> **GIVEN TEXT**
════════════════════

An excellent day, despite the clutch, but to top it off, I have 5 hours remaining of my APR trial.

Cheers

JustinP

P.S. If anyone took any photos of my smoking car please post them or PM me for my email address.


----------



## CH_Peter (May 16, 2002)

> Scotty's S4, what can you say about that sound.....


Or the smell on one run!

Pete


----------



## Love_iTT (Aug 18, 2002)

What a fab day out  

I think the crowning glory though has to be the photoshoot at the end, what a sight to see all the TT's lined up on the embakement. Excellent.

It was also great to meet up with all the old names and new and put some faces to the names.

One BIG "Thank You" to the TTOC committee for organising the event. Without you and your hard work that you must have put in then we would not have had an event to go to. Well done people and take a well deserved bow.

I've got my cleaning cloths ready for next year - note in diary - Must try harder :wink: 

Graham


----------



## moley (May 14, 2002)

Yes, what a great day out ... great to meet all our TT friends ... great to see all the cars ... great to watch the hill climb ... great weather (mostly  ) ... and great organisation by our TTOC committee and helpers - thanks guys and gals.

A pic that we'll remember of the day:

http://www.********.co.uk/gallery/moley/All%20of%20us.JPG

Moley & Bunny

P.S. I have some of the 1st Hill Climb event on video (but not the smoking scene :roll: ) and all of the PM other driving thingy  (slalem, reversing, etc). If anyone wants a copy just say (although I haven't had a look at it yet).


----------



## nutts (May 8, 2002)

30 TT's left before the banking photo :?

So we ONLY had 99 TT's on the banking 8)

at one point before at midday I counted 130 TT's present 8)

About 50% up on last year... so next year lets do 250


----------



## vlastan (May 6, 2002)

════════════════════

> **REQUEST 1**
Pull out each line of the records that contains the word "mask".

════════════════════

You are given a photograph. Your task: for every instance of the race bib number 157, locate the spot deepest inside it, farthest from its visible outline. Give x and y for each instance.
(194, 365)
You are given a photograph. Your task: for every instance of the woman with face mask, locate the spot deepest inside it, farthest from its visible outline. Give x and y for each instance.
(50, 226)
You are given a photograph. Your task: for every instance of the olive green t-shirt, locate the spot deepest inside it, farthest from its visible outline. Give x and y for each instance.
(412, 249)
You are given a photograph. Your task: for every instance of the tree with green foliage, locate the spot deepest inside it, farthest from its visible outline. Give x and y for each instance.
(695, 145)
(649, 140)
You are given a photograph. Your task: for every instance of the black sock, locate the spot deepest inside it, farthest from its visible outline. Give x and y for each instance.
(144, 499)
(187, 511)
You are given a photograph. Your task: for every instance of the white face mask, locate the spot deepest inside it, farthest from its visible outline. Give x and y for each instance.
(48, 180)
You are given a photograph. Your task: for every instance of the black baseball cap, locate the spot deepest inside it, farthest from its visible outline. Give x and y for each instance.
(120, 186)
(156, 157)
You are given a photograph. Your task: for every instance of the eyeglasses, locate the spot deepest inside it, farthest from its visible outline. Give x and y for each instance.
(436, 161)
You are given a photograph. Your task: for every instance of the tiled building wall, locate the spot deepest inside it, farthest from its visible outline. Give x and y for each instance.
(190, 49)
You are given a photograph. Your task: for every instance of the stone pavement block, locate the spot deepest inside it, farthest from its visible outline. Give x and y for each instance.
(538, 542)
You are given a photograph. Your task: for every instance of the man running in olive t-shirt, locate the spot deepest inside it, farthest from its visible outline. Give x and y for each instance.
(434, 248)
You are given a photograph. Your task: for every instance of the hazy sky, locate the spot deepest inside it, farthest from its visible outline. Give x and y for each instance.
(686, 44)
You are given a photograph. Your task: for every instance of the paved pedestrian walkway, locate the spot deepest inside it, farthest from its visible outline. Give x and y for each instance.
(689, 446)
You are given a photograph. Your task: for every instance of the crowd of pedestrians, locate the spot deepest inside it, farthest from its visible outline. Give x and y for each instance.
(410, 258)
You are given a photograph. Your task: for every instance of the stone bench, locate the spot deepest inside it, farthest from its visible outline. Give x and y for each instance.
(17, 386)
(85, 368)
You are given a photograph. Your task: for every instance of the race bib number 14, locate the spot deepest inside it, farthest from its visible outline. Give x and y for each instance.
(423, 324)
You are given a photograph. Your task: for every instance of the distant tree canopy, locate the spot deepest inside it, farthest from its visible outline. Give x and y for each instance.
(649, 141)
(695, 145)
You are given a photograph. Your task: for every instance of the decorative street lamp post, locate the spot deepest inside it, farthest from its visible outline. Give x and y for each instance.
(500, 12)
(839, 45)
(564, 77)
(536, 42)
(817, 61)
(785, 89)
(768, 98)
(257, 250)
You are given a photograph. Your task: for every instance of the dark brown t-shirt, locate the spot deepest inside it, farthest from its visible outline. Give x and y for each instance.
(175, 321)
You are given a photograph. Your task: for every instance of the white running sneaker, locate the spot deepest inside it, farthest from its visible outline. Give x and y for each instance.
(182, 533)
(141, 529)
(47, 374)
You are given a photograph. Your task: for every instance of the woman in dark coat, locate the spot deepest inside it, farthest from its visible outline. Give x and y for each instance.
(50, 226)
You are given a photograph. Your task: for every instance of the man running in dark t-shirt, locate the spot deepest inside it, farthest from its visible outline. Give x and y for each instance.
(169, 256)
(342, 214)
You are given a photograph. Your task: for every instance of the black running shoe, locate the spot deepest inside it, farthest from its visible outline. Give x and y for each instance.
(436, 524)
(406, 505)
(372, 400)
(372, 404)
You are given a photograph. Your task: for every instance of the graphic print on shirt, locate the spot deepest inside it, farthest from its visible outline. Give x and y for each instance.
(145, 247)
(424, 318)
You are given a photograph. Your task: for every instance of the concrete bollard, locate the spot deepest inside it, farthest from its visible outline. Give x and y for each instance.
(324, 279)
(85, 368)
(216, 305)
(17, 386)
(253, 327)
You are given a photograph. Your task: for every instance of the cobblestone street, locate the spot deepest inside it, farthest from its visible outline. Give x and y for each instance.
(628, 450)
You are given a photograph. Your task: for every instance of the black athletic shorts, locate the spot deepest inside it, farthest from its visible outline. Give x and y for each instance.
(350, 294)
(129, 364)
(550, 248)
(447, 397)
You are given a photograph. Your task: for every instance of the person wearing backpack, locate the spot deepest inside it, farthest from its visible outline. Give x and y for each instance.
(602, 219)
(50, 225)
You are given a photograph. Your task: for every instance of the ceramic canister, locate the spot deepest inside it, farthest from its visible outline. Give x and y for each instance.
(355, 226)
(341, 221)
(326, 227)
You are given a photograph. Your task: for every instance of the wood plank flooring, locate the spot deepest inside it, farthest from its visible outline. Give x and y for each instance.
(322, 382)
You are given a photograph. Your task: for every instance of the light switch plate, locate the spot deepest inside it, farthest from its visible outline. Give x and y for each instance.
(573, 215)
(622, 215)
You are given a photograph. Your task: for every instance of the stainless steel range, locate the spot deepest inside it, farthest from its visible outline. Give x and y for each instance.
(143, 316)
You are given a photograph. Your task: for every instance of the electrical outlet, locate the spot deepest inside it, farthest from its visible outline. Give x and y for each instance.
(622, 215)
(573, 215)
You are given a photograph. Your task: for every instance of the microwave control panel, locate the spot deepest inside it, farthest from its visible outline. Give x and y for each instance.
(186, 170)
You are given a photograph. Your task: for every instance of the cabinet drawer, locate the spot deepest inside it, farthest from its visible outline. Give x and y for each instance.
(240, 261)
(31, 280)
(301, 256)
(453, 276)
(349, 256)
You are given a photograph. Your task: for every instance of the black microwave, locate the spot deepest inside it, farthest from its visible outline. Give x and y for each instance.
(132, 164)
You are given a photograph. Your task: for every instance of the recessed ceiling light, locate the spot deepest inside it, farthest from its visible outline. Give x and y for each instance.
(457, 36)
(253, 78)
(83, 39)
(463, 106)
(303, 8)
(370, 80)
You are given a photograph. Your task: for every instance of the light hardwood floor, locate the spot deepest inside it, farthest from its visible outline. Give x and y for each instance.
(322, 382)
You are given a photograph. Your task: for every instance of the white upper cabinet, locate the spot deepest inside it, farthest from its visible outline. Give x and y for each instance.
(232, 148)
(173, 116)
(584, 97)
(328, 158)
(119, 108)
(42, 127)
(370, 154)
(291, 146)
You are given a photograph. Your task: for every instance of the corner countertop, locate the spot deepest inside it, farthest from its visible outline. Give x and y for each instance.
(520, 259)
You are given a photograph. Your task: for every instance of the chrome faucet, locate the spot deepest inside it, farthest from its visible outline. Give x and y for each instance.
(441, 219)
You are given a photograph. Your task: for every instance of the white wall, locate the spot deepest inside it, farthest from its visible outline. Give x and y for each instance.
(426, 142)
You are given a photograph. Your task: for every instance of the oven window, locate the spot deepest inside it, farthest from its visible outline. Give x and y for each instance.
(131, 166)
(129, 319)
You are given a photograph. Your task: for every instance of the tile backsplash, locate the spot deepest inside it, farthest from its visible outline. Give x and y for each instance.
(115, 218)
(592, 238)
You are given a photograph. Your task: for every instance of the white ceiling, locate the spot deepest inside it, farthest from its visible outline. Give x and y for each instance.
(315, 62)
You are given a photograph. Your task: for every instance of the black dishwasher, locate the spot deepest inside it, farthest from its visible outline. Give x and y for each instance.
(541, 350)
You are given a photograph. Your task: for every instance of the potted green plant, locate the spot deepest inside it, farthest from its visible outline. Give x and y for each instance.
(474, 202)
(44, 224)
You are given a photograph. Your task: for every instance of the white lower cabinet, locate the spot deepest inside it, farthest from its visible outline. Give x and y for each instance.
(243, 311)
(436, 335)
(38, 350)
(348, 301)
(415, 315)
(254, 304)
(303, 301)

════════════════════

> **REQUEST 2**
In the forum thread, how many TTs did one poster count present at one point before midday?

> **EXPECTED ANSWER 1**
You are given a photograph. Your task: for every instance of the woman with face mask, locate the spot deepest inside it, farthest from its visible outline. Give x and y for each instance.
You are given a photograph. Your task: for every instance of the white face mask, locate the spot deepest inside it, farthest from its visible outline. Give x and y for each instance.

> **EXPECTED ANSWER 2**
130